# DIRECTIVE
Retype everything in the listing, leaving each line exactly as it is.

Region labeling records:
◇ ◇ ◇

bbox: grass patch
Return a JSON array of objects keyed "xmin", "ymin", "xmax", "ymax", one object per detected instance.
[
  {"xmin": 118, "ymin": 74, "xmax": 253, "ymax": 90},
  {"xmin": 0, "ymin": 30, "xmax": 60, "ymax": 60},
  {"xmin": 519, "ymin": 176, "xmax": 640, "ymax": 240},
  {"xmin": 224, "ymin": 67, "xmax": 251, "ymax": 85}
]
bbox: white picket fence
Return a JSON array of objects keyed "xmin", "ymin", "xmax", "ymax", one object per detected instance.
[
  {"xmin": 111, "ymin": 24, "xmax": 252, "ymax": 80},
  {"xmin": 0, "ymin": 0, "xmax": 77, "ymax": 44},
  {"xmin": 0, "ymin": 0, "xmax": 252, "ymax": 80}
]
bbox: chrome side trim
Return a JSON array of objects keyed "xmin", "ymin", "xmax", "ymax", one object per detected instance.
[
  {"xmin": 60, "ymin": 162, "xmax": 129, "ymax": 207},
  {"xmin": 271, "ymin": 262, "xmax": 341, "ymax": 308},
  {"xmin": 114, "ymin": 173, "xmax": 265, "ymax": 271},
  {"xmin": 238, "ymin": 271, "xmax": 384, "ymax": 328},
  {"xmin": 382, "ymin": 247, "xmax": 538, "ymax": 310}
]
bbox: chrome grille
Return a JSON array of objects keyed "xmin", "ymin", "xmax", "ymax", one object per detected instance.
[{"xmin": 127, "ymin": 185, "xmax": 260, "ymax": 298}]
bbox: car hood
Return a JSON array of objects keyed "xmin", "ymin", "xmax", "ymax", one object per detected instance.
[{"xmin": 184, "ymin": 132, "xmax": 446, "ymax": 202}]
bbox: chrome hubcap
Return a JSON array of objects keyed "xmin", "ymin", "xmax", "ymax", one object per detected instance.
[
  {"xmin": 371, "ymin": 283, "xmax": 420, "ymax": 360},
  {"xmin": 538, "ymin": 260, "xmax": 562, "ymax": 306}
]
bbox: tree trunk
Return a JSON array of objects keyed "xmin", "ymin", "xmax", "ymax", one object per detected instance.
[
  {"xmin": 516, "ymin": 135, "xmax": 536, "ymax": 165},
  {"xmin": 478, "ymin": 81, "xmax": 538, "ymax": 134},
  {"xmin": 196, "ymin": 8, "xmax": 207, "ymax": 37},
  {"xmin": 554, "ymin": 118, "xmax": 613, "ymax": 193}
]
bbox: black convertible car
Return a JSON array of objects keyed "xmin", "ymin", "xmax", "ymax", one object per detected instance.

◇ ◇ ◇

# RESPONSE BELOW
bbox: grass patch
Return a JSON array of objects keyed "xmin", "ymin", "xmax", "ymax", one object per detected instance.
[
  {"xmin": 118, "ymin": 74, "xmax": 253, "ymax": 90},
  {"xmin": 0, "ymin": 30, "xmax": 60, "ymax": 60},
  {"xmin": 519, "ymin": 176, "xmax": 640, "ymax": 240},
  {"xmin": 224, "ymin": 67, "xmax": 251, "ymax": 85}
]
bbox: white picket fence
Return a JSON array of objects keyed "xmin", "ymin", "xmax", "ymax", one object per detected instance.
[
  {"xmin": 111, "ymin": 24, "xmax": 252, "ymax": 80},
  {"xmin": 0, "ymin": 0, "xmax": 77, "ymax": 44},
  {"xmin": 0, "ymin": 0, "xmax": 252, "ymax": 80}
]
bbox: chrome side trim
Return a JSON array of objects keyed "xmin", "ymin", "xmax", "ymax", one object per detected instance.
[
  {"xmin": 60, "ymin": 162, "xmax": 129, "ymax": 207},
  {"xmin": 271, "ymin": 262, "xmax": 341, "ymax": 308},
  {"xmin": 114, "ymin": 173, "xmax": 265, "ymax": 271},
  {"xmin": 238, "ymin": 271, "xmax": 384, "ymax": 328},
  {"xmin": 382, "ymin": 247, "xmax": 538, "ymax": 310}
]
bbox: chrome grille
Return a JSON array of objects keyed "xmin", "ymin", "xmax", "ymax", one object per detected instance.
[{"xmin": 127, "ymin": 185, "xmax": 260, "ymax": 298}]
bbox: car hood
Return a JSON array of objects keyed "xmin", "ymin", "xmax", "ymax", one object per detected instance.
[{"xmin": 184, "ymin": 132, "xmax": 446, "ymax": 202}]
bbox: chrome hubcap
Return a JSON array of objects keyed "xmin", "ymin", "xmax", "ymax", one object per detected instance.
[
  {"xmin": 371, "ymin": 283, "xmax": 420, "ymax": 360},
  {"xmin": 538, "ymin": 260, "xmax": 562, "ymax": 306}
]
bbox: tree trunk
Return a JSON array of objects keyed "xmin", "ymin", "xmax", "ymax", one object per detected instance.
[
  {"xmin": 516, "ymin": 135, "xmax": 536, "ymax": 165},
  {"xmin": 478, "ymin": 81, "xmax": 538, "ymax": 134},
  {"xmin": 196, "ymin": 8, "xmax": 207, "ymax": 37},
  {"xmin": 554, "ymin": 118, "xmax": 613, "ymax": 193}
]
bbox: black convertible car
Return a JSON array of objects keyed "xmin", "ymin", "xmax", "ymax", one object per detected instance.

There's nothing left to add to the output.